### [Data section]
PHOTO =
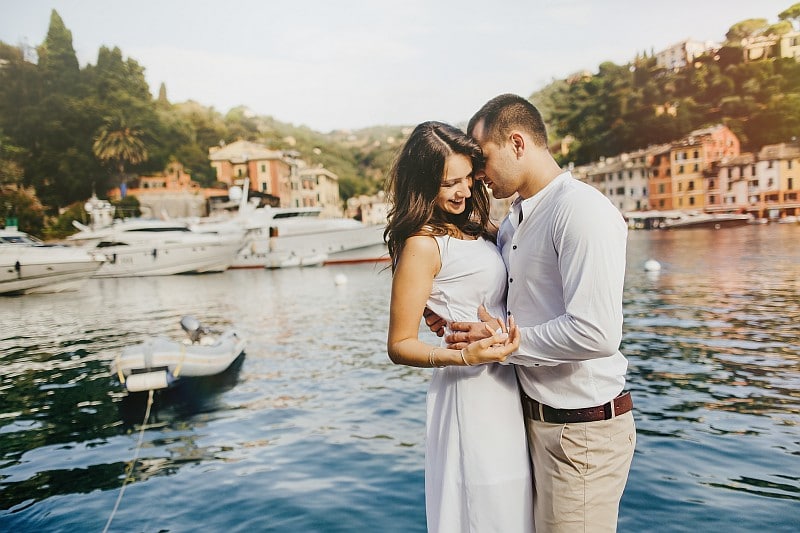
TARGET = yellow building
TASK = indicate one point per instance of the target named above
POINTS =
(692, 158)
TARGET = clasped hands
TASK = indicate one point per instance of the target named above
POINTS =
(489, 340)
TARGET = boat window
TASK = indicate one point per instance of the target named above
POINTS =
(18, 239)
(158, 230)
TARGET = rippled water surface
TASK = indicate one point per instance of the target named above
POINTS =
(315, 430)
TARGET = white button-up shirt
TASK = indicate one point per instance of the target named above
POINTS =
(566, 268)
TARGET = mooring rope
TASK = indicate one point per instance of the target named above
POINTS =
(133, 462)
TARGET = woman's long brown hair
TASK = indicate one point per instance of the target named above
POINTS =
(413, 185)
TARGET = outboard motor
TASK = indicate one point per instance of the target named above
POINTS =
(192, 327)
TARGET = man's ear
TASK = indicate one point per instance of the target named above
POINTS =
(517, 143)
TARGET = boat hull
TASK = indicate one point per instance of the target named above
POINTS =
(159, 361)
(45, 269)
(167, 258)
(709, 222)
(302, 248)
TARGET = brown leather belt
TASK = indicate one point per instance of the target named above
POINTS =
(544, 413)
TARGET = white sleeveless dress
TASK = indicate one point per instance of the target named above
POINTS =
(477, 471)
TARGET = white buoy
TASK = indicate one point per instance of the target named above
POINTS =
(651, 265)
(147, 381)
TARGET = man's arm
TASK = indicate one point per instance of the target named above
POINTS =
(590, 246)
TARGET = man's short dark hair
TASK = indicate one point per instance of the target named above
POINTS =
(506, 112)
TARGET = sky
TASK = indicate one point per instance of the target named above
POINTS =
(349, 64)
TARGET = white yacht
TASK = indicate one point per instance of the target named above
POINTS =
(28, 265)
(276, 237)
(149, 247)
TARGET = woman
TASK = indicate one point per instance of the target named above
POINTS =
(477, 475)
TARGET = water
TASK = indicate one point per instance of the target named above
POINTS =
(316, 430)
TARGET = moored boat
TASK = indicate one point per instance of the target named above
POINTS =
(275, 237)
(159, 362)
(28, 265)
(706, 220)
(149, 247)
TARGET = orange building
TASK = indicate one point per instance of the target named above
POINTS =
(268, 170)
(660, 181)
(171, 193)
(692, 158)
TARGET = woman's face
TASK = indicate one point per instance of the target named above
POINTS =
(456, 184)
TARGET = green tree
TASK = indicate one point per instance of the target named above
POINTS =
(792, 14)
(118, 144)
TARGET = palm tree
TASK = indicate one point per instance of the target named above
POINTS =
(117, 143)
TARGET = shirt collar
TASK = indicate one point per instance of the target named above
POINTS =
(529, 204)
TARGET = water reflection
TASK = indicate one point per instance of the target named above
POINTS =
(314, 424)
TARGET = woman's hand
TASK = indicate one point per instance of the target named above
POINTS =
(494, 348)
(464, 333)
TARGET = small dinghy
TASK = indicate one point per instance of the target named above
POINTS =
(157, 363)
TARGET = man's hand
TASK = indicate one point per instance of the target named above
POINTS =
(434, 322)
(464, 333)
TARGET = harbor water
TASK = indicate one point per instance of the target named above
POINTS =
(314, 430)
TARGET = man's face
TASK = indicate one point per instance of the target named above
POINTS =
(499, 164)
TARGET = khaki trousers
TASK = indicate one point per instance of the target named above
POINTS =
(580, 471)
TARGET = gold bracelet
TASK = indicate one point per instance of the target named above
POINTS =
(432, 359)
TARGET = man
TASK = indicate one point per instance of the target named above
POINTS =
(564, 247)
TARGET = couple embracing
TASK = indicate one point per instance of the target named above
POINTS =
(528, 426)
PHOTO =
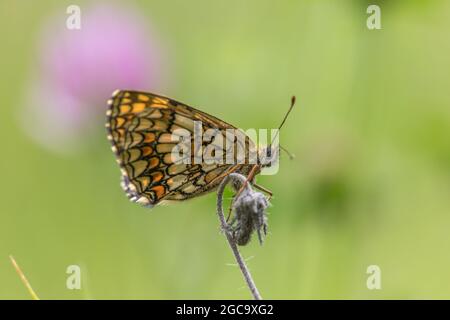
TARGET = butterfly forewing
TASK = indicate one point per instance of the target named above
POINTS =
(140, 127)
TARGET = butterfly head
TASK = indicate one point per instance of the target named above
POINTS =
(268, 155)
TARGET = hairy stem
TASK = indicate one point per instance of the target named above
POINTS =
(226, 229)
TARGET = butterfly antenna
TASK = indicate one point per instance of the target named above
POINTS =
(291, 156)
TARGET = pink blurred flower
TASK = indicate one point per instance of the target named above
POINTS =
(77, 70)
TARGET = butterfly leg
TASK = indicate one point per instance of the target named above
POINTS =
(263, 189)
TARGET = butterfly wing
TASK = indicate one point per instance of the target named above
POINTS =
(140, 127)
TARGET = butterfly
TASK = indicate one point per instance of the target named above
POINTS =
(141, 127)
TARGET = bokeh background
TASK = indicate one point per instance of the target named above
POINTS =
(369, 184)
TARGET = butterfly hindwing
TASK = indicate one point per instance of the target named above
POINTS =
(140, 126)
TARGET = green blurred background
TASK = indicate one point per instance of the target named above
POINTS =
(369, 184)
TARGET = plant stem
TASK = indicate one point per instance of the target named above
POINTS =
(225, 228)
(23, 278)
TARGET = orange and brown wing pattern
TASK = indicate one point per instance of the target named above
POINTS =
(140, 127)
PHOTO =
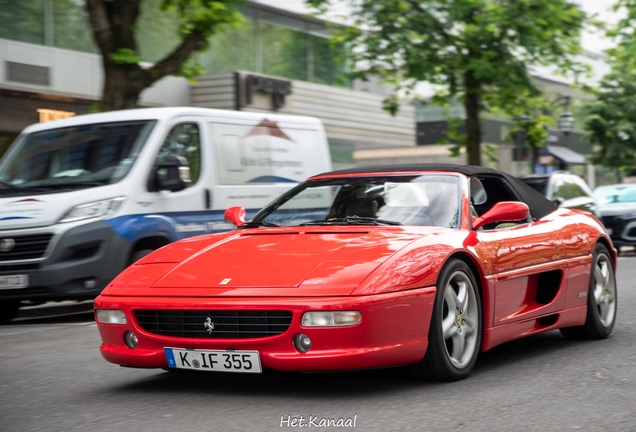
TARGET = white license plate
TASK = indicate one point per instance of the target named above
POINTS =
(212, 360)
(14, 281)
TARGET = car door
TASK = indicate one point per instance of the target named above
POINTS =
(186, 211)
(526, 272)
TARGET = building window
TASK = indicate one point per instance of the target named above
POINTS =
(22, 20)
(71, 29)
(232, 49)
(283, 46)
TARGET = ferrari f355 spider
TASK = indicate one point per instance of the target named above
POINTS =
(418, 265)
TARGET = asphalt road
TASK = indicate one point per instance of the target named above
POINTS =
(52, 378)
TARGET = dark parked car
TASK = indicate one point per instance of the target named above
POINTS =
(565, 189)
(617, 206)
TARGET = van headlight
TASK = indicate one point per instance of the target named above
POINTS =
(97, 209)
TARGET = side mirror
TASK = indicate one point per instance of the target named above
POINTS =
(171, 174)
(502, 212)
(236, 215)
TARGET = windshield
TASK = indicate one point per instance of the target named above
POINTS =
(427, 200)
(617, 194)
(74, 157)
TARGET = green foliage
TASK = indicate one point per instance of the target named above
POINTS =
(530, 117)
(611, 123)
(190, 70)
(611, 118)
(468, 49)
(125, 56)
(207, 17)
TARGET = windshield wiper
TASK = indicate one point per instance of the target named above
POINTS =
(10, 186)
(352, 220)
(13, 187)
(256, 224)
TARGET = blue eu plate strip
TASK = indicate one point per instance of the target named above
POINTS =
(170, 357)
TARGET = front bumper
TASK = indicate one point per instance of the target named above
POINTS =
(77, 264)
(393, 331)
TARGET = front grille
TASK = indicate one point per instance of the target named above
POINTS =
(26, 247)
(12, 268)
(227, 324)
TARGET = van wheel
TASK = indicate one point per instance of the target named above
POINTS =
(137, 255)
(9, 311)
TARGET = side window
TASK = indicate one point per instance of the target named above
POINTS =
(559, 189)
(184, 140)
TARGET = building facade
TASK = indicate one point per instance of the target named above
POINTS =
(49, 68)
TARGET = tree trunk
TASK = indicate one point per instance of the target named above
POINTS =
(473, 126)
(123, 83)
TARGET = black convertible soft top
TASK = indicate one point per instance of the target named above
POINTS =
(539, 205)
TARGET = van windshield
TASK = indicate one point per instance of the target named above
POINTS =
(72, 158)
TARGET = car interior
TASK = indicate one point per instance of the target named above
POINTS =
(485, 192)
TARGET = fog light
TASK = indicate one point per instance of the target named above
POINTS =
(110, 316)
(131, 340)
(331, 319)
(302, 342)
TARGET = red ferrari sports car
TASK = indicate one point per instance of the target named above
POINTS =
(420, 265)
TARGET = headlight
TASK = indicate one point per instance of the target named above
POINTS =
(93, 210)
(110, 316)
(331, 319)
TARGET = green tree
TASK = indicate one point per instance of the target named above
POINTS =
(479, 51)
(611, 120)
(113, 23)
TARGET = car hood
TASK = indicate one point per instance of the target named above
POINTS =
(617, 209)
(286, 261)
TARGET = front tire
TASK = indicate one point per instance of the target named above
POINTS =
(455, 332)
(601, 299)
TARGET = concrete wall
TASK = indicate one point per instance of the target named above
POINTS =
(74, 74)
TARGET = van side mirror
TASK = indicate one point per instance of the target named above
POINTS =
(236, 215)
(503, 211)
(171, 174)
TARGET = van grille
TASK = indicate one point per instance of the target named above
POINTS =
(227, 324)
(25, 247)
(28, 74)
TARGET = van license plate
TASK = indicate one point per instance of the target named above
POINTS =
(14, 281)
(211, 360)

### [What is expected]
Write out again, unchanged, every line from the line containing "TARGET = black convertible soft top" to the final line of the material above.

### [Response to the exercise]
TARGET = black convertible soft top
TASK = indicate one point per instance of the target named above
POINTS =
(539, 205)
TARGET = van windshield
TASK = indicate one point per instance of the target named above
POINTS =
(72, 158)
TARGET = car interior
TASK = indicate one point per instance of the target named above
POINTS =
(485, 192)
TARGET = fog light
TASK = indicate one point per instance of the target named above
POINTS =
(110, 316)
(131, 340)
(331, 319)
(302, 342)
TARGET = red ferrari sports car
TASK = indicate one point per instance of the target named above
POINTS =
(420, 265)
TARGET = headlight
TASK = indicate one point per instance of the target named above
POINTS =
(93, 210)
(110, 316)
(331, 319)
TARGET = green tree
TASK = indicate one point per instance of the target named above
POINTS =
(479, 51)
(611, 120)
(113, 23)
TARGET = car hood
TASK = indicate one point per instance of the target named above
POINTS =
(617, 209)
(286, 261)
TARGET = front tire
TASK = indicate one point per instance of the target named above
POINTS =
(455, 332)
(601, 299)
TARGET = concrete wall
TASK = indicate one point per instance of the target named above
POINTS =
(74, 74)
TARGET = van side mirror
TASK = indicate one point per instance of the target named above
POINTS =
(236, 215)
(503, 211)
(171, 174)
TARGET = van grille
TASK = indicate one point per instance of the target named above
POINTS =
(227, 324)
(25, 247)
(28, 74)
TARGET = van license plate
TASK = indicate one point per instance of the target named above
POINTS =
(14, 281)
(211, 360)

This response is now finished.